[Record set]

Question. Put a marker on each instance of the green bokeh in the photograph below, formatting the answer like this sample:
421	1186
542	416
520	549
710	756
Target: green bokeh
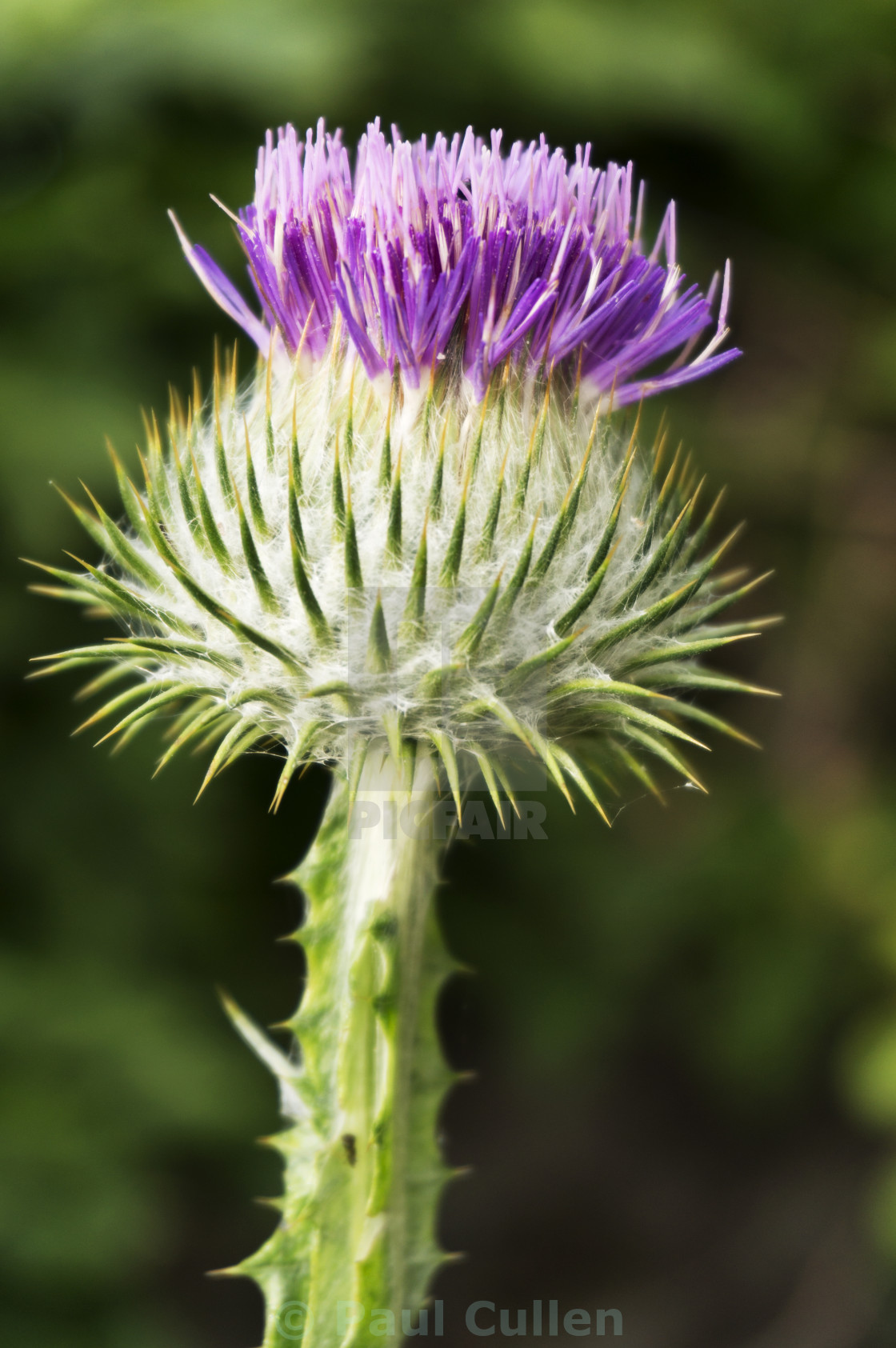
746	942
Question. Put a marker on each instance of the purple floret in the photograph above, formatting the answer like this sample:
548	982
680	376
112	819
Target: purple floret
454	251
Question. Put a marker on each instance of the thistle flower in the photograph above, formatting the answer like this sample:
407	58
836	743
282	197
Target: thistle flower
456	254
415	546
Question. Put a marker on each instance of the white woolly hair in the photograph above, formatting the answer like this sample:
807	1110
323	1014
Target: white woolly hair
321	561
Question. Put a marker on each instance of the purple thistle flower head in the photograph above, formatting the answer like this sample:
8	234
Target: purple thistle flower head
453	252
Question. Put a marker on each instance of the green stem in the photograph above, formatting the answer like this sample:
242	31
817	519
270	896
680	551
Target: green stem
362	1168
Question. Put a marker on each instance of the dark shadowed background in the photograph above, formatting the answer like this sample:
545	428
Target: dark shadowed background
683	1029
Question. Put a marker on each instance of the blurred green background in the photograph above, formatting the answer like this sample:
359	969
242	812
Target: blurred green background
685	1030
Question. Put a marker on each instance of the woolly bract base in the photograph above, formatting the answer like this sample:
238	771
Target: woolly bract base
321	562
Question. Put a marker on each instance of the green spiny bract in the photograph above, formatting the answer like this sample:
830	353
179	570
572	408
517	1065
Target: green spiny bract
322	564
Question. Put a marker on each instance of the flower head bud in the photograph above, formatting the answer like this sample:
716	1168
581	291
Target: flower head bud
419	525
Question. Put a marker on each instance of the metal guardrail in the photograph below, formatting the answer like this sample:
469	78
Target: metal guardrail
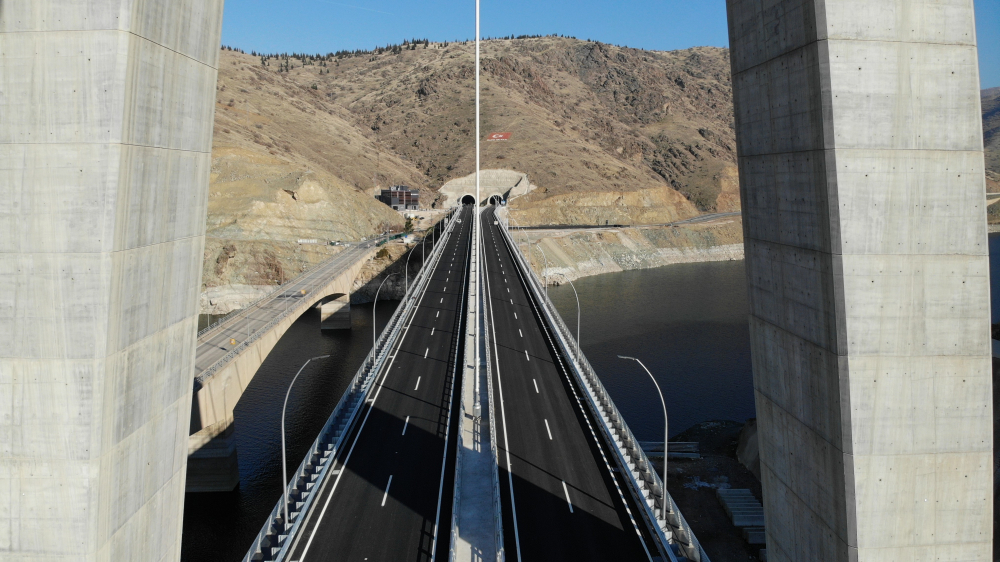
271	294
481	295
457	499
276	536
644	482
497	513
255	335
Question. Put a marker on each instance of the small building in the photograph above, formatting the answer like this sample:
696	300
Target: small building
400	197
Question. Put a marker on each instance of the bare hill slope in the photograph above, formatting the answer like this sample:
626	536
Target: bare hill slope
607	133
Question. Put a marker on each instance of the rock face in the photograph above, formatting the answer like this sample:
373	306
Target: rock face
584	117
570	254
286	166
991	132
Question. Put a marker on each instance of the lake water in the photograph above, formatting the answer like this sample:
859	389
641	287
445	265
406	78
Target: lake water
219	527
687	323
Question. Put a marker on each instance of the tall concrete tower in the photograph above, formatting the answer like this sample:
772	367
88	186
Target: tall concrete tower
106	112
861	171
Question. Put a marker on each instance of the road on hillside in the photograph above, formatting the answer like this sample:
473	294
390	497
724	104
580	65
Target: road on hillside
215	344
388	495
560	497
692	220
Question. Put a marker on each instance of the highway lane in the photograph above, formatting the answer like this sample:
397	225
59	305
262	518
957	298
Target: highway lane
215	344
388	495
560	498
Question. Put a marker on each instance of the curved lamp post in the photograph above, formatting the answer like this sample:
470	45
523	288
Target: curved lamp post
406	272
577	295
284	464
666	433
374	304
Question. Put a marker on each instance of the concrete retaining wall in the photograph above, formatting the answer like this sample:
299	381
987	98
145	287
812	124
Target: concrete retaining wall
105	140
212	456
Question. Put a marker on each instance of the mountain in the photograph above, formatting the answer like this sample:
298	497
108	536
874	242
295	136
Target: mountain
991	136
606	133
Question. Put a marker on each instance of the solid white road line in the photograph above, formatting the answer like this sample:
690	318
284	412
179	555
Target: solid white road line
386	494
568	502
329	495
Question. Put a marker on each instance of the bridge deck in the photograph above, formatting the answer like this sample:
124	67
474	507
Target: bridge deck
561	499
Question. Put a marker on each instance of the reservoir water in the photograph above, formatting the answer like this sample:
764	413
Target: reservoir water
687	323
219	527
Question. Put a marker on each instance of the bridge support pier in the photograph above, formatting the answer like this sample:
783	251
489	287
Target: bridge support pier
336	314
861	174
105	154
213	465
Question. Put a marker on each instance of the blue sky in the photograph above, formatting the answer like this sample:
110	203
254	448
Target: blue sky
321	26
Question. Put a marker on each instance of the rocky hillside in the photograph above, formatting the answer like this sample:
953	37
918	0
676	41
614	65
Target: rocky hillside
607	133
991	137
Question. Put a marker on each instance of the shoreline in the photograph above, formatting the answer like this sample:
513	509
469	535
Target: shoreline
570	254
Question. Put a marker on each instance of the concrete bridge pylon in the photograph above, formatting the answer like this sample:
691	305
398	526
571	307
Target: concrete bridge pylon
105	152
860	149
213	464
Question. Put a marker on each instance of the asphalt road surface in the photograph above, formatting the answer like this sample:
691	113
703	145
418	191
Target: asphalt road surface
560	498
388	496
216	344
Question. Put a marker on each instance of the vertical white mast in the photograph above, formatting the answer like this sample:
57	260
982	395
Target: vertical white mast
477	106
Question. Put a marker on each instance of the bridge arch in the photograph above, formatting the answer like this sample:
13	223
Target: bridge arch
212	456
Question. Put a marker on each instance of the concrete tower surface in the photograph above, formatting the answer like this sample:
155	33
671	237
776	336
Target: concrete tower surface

[/Record set]
[Record set]

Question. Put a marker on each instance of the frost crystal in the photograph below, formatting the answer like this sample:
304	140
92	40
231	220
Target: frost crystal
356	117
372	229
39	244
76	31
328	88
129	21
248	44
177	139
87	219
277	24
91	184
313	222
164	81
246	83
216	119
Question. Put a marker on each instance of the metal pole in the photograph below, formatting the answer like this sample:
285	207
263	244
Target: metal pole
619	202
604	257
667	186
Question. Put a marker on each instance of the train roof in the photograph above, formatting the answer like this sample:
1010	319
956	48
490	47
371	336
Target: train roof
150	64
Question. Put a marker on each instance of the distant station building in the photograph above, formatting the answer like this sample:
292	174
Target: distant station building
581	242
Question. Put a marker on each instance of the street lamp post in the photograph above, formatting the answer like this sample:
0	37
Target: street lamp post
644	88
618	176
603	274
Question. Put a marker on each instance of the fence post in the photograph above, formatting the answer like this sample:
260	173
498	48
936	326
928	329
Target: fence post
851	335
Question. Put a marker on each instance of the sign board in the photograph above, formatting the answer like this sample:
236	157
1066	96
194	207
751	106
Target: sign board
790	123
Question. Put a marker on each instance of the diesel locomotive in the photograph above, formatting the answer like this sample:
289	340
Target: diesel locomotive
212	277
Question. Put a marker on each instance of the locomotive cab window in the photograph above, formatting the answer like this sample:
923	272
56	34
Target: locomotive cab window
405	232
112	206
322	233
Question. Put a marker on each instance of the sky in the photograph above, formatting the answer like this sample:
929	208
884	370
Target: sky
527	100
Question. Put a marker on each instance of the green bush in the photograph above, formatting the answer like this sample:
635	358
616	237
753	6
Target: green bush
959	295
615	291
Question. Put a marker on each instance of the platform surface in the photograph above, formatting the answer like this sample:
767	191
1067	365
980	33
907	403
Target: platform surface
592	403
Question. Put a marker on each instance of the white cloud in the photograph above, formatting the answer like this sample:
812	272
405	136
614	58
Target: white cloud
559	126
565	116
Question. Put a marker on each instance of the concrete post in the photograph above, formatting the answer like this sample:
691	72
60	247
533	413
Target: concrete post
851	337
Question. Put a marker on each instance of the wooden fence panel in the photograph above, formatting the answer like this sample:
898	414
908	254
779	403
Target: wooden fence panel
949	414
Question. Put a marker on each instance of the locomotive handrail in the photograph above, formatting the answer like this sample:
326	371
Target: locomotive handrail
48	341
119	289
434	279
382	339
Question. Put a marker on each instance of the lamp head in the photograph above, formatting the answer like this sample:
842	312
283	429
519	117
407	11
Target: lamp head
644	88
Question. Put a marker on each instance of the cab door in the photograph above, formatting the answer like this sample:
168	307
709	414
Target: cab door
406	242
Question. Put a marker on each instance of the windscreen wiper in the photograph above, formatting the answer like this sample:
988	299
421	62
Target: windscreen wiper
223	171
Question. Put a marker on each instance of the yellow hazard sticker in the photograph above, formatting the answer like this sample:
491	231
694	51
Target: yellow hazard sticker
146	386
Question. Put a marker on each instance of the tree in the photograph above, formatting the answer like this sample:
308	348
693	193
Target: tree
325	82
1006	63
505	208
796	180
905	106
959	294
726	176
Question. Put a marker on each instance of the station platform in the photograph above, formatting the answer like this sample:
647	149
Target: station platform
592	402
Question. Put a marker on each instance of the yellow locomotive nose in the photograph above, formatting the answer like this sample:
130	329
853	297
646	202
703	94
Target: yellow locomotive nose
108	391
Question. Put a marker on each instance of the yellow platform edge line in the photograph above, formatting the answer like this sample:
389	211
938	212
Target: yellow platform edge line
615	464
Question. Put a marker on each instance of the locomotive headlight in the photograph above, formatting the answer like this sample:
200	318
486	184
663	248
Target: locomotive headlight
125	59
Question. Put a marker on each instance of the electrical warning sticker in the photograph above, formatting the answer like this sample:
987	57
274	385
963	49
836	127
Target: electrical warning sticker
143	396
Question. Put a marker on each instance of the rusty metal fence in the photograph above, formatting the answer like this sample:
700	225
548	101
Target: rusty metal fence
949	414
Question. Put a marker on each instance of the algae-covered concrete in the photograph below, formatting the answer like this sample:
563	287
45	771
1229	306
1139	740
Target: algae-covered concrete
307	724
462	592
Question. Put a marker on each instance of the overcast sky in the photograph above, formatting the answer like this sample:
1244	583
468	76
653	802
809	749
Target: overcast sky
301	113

[/Record set]

What you will do>
Return the lines of the records that include the string "below".

Response to the task>
Question. Put a marker on each instance of the green bokeh in the photograph below, formatting the answer like this sample:
Question. Put a marker on each instance of the metal guardrail in the photograph below, formatting the answer like this sample:
Question. Put a marker on each instance of the frost crystal in the photograph below, formatting the answer like this sample:
Question. Put a marker on each instance of the metal pole in the photograph below, formatting the answer like this sample:
Question. Put a marker on each instance of the algae-covered concrete in the photograph below, formatting the answer like this sample:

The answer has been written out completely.